■ **WRITTEN TASK**
Transcribe all of the material below line for line, keeping every word and mark unchanged.

■ **TASK INPUTS**
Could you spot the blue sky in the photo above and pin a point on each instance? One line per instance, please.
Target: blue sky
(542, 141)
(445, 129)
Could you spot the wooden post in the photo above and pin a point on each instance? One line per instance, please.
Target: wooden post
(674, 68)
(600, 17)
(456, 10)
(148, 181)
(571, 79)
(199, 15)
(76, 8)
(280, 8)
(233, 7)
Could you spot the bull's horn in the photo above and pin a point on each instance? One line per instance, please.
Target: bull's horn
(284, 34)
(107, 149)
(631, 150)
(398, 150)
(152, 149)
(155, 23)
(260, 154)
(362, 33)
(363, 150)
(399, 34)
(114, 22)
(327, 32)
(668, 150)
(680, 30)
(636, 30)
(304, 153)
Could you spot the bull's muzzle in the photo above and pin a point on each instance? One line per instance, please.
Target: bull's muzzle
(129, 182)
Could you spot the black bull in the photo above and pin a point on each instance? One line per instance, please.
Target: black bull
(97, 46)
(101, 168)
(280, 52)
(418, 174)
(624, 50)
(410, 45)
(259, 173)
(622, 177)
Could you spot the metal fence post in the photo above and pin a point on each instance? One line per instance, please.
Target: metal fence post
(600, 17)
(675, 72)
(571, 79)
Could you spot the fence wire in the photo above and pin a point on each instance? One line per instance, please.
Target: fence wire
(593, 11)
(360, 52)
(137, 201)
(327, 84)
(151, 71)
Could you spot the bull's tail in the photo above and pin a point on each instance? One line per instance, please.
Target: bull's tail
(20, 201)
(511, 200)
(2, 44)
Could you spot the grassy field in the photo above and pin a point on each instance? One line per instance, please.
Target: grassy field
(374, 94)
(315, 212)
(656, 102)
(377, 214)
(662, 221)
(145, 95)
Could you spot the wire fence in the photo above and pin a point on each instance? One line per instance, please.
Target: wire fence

■ **RESULT**
Could you spot the blue sky in the photo above and pin a point on each instance? One line per instance, please.
Target: blue sky
(542, 141)
(445, 129)
Could you spot the wooden post in the photo above and pin a point on each instance? One line per instance, please.
Target: wooden post
(674, 68)
(600, 17)
(456, 10)
(148, 181)
(571, 79)
(199, 15)
(76, 8)
(280, 8)
(233, 7)
Could you spot the bull's horn in the photo above and pin a point on each instance? One line per instance, please.
Target: bull's horn
(284, 34)
(107, 149)
(631, 150)
(398, 150)
(152, 149)
(155, 23)
(260, 154)
(362, 33)
(363, 150)
(399, 34)
(114, 22)
(327, 32)
(668, 150)
(680, 30)
(636, 30)
(304, 153)
Could you spot the bull's muzzle in the photo above and pin a point on each instance? One line per instance, please.
Target: bull's muzzle
(129, 182)
Could you spot the black bull in the photo above and pin a point on each instance? One line per instance, please.
Target: black bull
(97, 46)
(101, 168)
(280, 52)
(418, 174)
(624, 50)
(410, 45)
(259, 173)
(622, 177)
Could you spot the metal fence post in the photo above and pin a point on each instance? One line per instance, please.
Target: metal fence post
(600, 17)
(675, 72)
(571, 79)
Could you spot the fence wire in the photo above and pin a point on each instance? One line per instance, please.
Target: fence wire
(593, 11)
(360, 52)
(137, 201)
(327, 84)
(151, 71)
Could you spot the bull's tail in the photo above and pin a point on each instance? One line per instance, please.
Target: bull's tail
(20, 201)
(511, 200)
(2, 44)
Could you spot the grassy field in the photo above and pin a point on each instance? One line per instance, please.
Target: grassy field
(374, 94)
(315, 212)
(656, 102)
(377, 214)
(662, 221)
(145, 95)
Could you spot the wire fence in the photo above and pin a point on each instance? One line per instance, please.
Target: wire fence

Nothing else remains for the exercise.